▶ [What is being asked]
Repeat word for word the line with "For every instance of the rear wheel" and every line after it until the records below run out.

▶ [Object location annotation data]
>>>>>

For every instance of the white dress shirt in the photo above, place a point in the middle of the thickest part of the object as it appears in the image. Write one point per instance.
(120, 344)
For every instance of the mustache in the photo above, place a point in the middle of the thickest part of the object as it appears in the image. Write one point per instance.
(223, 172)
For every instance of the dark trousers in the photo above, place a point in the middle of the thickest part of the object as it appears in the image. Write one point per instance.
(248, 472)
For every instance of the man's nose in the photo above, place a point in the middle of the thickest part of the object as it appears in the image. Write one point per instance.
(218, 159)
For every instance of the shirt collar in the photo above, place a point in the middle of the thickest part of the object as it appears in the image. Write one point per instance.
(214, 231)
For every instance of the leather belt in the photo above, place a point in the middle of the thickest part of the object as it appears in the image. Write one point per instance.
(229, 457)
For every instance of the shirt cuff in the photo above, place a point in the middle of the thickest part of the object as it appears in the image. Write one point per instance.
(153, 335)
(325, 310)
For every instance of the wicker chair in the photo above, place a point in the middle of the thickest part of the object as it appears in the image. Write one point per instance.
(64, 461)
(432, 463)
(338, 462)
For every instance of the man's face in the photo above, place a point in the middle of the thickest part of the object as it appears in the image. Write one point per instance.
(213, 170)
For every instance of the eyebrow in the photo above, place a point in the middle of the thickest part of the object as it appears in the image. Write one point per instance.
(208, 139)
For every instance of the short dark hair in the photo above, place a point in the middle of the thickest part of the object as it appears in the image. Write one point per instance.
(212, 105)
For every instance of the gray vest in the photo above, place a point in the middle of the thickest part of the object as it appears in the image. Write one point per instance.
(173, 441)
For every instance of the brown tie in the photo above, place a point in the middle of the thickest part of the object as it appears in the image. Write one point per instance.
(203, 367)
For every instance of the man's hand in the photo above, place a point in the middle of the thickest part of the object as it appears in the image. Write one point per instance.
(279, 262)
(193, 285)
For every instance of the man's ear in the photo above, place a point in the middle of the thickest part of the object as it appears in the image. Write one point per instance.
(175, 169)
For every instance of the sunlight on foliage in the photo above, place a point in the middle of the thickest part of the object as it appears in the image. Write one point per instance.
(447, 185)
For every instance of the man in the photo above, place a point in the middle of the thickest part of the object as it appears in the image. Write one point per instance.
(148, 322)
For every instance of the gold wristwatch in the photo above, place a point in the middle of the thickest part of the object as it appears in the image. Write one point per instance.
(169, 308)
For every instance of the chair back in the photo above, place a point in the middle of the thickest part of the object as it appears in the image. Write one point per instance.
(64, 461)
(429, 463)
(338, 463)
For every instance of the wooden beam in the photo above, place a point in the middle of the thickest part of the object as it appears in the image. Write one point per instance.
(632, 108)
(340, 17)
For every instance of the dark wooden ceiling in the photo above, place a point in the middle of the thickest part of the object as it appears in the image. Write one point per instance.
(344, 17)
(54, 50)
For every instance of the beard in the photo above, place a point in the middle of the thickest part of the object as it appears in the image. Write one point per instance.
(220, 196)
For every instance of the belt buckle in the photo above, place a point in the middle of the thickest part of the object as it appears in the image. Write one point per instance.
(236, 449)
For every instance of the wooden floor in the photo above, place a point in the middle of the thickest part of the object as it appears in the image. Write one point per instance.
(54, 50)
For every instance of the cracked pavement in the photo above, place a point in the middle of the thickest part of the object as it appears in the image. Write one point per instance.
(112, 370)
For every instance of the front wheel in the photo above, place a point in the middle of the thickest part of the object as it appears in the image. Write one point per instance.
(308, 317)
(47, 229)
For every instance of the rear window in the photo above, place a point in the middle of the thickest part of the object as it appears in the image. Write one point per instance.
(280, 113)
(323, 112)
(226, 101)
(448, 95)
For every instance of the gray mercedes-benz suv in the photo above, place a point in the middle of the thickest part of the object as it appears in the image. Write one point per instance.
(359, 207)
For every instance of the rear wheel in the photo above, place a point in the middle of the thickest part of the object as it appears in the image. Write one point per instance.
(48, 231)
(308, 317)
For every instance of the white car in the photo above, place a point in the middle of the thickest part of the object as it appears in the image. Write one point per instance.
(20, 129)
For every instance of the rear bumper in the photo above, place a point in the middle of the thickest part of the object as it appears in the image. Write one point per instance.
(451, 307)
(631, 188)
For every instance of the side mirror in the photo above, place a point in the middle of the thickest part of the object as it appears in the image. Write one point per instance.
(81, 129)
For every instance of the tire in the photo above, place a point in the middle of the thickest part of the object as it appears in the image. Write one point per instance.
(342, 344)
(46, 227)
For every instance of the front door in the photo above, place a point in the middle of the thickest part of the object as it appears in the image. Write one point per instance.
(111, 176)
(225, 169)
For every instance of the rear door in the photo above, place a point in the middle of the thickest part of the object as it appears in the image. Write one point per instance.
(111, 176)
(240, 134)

<<<<<

▶ [Answer in full]
For every instance of the rear wheel in the photo above, place a point in the middle of the thickest part of the object as it appears in the image. Write one point per instance.
(48, 231)
(308, 317)
For every instance of the white car in the photo above, place a point in the middle of the thickest part of the object as it appears in the image. Write one point per instance.
(20, 129)
For every instance of the rear bumper in the photo above, place a point in the middle of the thickest part of the object as it appears in the image. Write one point per instance.
(451, 307)
(631, 188)
For every instance of the side mirror in the photo above, place a point in the middle of the thickest part of the object as it appears in the image. Write one point per instance.
(81, 129)
For every instance of the tire in the photo above, place a point in the middle of the thickest part of the object as it appears in the image. Write one point per instance.
(342, 344)
(46, 227)
For every instance of the front door in the photo above, place a point in the middle of the thickest part of the object as it appears in the image. Write one point per instance.
(111, 176)
(225, 169)
For every instance of the rear door in the photo above, place a point in the middle of the thickest part of the object as it appears in the image. Write one point per instance.
(111, 176)
(240, 134)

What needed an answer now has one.